#### Document excerpt
For an accessible and short article on using boxplots, see (Williamson, Parker, and Kendrick 1989).
4.2.3 Co-variation
This is the pattern between variables. Sometimes an observation is not unusual in its own right but in the context of other variables it is anomalous. Sometimes this is referred to as multivariate outlier analysis. In some ways this is related to the ideas of referential integrity discussed in the previous chapter.
The point is when searching for outliers we need to consider the possibility that a value is not extreme in itself, but is an outlier when viewed in the context of a second or additional variables. A simple way to check for this is by means of a scatterplot.
In this scatterplot we show the relationship between Speed and Distance by a non-linear (and non-parametric) loess smoother. An alternative would be a linear regression line if we consider linearity to be a reasonable assumption. Data points that fall far from this line can be considered to be potential multivariate outliers despite the fact that for the individual variables their values are quite typical.

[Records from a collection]
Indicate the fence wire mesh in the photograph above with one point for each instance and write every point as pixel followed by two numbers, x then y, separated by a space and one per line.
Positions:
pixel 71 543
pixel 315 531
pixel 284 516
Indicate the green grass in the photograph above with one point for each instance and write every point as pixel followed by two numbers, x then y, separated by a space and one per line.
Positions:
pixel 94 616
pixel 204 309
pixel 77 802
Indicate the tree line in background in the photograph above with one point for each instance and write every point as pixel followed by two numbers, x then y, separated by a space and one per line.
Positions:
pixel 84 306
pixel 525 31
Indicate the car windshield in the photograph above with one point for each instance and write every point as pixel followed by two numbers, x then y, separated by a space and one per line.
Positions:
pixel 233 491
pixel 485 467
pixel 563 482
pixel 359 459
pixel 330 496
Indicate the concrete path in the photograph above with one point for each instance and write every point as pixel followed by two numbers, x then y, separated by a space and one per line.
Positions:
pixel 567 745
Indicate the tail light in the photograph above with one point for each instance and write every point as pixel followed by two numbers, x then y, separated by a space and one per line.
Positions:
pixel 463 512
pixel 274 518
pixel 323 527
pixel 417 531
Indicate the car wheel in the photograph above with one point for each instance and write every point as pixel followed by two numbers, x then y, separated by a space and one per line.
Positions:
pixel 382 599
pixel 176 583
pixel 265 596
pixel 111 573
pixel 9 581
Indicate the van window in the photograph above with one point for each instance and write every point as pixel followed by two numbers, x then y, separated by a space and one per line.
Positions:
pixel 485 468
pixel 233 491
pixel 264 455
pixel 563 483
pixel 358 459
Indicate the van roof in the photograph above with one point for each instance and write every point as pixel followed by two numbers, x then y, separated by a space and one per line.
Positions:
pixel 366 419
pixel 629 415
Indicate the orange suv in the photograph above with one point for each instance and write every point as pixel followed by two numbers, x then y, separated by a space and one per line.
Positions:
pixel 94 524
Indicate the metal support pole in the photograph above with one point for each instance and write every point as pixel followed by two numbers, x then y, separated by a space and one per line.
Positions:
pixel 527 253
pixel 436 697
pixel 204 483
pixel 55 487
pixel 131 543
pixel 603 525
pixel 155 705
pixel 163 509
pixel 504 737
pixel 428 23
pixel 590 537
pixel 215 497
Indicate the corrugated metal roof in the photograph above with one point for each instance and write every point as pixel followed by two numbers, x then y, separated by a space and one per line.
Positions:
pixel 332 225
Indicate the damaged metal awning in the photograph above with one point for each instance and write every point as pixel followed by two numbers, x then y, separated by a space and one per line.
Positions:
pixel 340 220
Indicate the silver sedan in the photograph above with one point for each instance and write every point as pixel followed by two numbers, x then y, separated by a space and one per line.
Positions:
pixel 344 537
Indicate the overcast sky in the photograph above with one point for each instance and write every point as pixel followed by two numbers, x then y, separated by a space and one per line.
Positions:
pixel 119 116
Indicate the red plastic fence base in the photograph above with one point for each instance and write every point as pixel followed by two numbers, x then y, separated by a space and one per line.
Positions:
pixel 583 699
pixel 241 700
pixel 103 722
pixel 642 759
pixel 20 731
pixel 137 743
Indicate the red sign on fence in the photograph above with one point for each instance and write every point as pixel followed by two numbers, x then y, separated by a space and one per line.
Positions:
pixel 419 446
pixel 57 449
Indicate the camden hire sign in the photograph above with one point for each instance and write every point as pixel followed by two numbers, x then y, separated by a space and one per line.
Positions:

#### What is asked
Can you reproduce word for word the part of the passage on co-variation starting at "4.2.3 Co-variation" and ending at "of a scatterplot."?

#### Result for this exercise
4.2.3 Co-variation
This is the pattern between variables. Sometimes an observation is not unusual in its own right but in the context of other variables it is anomalous. Sometimes this is referred to as multivariate outlier analysis. In some ways this is related to the ideas of referential integrity discussed in the previous chapter.
The point is when searching for outliers we need to consider the possibility that a value is not extreme in itself, but is an outlier when viewed in the context of a second or additional variables. A simple way to check for this is by means of a scatterplot.